= SOURCE INFORMATION =

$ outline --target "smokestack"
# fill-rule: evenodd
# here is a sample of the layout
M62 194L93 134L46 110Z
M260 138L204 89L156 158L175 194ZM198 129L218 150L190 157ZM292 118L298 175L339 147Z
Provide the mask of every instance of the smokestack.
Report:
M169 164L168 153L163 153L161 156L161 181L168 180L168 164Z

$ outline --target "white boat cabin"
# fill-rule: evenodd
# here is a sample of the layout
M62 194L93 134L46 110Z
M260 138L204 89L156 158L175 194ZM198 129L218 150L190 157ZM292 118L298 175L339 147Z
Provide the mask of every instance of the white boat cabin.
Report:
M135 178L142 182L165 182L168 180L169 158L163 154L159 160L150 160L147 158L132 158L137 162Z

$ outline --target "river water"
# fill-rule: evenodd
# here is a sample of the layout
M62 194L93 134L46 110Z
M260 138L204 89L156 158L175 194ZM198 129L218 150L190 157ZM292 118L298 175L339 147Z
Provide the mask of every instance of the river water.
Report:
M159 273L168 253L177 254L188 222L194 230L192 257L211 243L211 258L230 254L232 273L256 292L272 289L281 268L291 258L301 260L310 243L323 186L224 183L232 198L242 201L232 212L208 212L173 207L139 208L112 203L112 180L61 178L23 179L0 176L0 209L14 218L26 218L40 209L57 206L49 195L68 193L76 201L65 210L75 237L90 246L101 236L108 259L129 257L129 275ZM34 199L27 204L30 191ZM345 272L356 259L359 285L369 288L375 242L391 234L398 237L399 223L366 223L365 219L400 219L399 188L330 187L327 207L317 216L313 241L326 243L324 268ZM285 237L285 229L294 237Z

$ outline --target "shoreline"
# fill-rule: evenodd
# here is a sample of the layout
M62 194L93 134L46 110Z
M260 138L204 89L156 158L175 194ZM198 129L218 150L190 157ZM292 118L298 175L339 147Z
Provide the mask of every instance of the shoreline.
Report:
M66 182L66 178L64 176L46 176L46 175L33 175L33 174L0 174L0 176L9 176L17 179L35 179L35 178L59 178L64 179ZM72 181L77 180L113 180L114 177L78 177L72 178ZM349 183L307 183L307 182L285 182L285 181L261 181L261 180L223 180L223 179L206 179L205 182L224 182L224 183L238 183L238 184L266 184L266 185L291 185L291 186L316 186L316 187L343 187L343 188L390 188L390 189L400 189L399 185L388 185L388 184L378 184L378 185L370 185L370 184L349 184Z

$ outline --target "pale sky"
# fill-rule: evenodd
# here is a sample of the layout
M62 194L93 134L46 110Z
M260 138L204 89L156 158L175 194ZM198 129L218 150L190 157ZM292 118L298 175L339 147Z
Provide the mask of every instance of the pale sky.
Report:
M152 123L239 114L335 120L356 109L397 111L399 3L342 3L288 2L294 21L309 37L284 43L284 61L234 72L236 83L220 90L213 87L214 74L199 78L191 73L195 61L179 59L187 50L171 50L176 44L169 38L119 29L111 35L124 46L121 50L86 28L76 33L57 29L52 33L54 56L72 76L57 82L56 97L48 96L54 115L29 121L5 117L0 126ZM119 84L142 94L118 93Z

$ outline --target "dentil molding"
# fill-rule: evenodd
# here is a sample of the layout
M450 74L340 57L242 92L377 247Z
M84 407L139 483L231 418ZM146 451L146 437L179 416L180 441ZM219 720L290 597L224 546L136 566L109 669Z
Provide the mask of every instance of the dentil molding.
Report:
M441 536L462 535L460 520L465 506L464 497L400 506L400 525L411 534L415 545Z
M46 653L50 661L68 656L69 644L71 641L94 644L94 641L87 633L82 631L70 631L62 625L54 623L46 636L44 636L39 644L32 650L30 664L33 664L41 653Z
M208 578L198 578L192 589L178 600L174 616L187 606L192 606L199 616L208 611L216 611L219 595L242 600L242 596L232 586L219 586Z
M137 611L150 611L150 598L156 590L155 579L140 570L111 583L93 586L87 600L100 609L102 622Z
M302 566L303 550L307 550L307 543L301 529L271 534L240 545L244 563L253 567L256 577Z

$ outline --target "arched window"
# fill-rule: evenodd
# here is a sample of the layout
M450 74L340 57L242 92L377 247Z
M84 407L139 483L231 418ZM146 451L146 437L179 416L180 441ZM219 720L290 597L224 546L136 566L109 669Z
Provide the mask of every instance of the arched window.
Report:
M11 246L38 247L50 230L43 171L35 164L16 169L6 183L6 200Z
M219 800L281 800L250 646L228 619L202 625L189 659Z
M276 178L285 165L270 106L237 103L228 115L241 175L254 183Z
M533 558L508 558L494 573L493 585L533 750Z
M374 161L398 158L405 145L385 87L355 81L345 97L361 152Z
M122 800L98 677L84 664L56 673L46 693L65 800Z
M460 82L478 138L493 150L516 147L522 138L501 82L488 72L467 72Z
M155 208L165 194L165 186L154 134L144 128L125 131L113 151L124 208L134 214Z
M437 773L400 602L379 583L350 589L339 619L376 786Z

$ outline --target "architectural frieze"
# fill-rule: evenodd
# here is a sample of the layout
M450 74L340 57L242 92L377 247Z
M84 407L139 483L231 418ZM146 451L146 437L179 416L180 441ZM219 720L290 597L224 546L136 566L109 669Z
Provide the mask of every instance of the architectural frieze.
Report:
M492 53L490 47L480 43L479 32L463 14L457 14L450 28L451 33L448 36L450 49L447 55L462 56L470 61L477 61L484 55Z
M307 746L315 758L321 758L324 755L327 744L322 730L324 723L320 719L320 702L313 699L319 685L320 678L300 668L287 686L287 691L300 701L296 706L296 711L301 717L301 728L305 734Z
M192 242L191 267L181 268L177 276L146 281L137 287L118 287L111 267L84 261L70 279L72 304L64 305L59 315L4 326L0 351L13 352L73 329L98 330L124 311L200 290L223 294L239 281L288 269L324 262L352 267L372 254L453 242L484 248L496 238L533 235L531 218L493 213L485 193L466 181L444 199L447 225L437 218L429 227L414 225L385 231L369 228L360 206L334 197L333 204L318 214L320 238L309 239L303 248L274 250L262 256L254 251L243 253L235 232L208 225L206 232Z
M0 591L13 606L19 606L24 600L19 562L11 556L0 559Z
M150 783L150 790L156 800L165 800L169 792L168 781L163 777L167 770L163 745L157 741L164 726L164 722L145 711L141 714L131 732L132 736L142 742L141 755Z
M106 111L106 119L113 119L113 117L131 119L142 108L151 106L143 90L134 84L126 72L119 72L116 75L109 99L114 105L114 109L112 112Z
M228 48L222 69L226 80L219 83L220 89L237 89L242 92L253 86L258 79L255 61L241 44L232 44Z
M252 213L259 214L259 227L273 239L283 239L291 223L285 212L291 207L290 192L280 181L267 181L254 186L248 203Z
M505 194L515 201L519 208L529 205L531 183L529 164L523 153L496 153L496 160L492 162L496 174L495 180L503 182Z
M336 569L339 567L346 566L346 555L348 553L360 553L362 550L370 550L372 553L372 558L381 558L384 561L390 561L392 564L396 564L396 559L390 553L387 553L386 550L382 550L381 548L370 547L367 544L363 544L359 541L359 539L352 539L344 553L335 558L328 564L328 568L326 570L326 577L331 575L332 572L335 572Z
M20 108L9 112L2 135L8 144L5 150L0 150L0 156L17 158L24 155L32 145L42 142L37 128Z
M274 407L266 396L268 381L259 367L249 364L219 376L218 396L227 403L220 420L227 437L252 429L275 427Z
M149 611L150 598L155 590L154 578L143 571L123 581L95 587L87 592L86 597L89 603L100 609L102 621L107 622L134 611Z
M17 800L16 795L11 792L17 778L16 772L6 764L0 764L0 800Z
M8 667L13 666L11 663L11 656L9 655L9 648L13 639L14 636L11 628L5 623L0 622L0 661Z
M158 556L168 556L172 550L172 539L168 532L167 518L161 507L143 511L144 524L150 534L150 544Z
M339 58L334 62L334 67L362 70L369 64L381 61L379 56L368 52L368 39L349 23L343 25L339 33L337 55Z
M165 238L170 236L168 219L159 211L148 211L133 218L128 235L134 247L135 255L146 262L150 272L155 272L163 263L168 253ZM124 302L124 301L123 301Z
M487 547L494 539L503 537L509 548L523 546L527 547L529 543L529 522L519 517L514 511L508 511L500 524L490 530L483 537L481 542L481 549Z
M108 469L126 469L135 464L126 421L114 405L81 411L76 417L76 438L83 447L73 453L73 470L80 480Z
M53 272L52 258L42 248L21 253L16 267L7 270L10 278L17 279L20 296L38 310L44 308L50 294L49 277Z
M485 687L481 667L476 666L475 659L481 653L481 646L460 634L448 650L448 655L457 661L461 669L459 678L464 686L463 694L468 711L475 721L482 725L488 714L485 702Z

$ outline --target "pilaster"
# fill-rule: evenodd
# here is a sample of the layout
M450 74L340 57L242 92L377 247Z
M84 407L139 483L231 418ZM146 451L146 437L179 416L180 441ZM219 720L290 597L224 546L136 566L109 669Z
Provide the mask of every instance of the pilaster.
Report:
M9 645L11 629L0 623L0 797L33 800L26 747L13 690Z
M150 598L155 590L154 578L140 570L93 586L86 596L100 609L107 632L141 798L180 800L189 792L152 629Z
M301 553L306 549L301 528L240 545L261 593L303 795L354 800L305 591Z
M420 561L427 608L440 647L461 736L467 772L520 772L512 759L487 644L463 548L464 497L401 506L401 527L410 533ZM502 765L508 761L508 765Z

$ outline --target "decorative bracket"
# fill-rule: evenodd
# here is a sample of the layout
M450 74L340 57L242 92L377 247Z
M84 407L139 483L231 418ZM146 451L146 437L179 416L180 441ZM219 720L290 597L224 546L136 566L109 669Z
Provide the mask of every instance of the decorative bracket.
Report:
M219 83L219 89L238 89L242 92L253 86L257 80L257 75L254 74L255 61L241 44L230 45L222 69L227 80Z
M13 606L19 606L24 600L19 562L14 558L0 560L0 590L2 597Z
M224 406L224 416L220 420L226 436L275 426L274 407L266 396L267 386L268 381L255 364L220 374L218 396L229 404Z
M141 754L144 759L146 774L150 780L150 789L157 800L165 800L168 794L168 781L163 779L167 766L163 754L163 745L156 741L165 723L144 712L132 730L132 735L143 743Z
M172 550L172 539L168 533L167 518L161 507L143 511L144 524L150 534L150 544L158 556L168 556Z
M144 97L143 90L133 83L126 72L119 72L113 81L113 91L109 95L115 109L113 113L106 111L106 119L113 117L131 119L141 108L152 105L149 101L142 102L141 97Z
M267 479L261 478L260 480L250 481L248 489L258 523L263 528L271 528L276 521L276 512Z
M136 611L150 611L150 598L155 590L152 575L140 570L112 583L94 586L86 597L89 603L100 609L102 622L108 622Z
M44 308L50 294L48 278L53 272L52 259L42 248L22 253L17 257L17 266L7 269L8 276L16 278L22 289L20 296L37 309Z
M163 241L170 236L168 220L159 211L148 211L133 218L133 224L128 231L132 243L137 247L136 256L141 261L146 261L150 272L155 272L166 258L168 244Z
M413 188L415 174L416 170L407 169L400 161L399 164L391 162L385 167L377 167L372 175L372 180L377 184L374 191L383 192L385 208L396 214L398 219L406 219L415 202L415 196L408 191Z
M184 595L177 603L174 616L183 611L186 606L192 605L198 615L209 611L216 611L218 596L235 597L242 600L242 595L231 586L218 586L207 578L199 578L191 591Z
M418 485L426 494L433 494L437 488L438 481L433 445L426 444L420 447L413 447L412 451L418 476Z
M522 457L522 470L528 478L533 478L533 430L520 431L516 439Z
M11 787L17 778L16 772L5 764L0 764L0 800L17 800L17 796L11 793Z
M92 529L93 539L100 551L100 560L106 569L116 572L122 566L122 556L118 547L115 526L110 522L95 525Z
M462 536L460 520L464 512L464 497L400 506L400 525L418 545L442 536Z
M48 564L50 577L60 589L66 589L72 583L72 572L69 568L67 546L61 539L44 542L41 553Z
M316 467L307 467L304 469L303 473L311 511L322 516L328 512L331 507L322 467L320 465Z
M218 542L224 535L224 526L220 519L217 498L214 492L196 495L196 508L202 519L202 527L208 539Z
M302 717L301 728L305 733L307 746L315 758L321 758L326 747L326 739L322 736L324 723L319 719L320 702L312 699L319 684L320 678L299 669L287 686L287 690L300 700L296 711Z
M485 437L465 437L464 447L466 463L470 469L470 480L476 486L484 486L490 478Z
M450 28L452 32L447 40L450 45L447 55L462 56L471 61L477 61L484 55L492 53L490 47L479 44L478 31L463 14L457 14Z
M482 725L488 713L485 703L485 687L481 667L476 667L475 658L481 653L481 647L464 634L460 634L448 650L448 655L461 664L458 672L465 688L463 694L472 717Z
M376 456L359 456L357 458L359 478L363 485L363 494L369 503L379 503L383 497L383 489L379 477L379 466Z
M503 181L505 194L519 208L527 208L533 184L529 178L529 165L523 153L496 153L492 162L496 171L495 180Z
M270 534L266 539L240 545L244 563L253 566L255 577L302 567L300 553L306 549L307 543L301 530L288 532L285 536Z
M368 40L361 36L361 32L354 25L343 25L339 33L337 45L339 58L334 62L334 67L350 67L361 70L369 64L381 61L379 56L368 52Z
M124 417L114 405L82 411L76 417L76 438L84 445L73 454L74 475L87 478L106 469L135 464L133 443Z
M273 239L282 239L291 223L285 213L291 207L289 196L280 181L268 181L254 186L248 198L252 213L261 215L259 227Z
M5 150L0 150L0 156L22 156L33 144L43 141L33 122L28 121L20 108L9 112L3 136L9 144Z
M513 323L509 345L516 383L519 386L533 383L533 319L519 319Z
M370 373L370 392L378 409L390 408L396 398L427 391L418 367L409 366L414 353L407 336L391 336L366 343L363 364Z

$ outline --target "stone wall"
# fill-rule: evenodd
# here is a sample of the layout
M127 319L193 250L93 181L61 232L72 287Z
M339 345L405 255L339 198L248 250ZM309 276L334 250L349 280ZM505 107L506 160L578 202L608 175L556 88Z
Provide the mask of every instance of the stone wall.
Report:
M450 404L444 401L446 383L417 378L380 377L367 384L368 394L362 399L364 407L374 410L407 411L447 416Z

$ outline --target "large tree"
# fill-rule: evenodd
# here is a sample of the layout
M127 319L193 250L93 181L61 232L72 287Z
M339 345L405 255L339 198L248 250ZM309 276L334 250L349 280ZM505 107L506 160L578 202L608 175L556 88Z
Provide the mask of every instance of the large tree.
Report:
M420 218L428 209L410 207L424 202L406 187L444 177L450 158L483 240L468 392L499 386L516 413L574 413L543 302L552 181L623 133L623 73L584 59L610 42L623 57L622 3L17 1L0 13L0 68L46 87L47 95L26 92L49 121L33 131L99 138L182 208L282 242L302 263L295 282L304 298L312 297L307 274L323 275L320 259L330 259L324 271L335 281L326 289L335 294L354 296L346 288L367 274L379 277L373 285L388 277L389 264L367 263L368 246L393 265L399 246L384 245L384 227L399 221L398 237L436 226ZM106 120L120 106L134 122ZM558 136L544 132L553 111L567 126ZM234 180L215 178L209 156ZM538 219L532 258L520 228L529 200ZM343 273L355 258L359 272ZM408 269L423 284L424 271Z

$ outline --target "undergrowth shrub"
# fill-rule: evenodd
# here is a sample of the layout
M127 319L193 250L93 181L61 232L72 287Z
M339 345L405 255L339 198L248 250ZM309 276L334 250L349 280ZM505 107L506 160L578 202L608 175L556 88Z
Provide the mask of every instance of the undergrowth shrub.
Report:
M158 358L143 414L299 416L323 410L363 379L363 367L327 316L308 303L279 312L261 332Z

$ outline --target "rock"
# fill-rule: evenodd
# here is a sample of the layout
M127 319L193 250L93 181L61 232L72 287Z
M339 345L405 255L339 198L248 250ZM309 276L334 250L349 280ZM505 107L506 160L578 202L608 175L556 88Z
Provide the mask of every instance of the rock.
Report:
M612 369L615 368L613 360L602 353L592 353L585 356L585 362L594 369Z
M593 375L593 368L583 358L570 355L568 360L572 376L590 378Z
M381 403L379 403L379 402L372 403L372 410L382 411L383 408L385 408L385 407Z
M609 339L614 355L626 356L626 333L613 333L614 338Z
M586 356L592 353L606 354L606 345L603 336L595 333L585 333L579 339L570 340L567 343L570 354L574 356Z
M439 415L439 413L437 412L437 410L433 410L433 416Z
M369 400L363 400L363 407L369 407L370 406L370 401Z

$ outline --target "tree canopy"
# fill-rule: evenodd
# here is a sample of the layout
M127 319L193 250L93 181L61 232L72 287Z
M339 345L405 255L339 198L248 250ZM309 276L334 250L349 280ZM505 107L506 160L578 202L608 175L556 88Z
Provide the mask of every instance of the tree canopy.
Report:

= WHAT YOU HAVE TO DO =
Consider the entries above and return each line with the string "dentil".

= OUTPUT FOR THIS EXERCISE =
$ outline --target "dentil molding"
Provide the mask of every instance of the dentil molding.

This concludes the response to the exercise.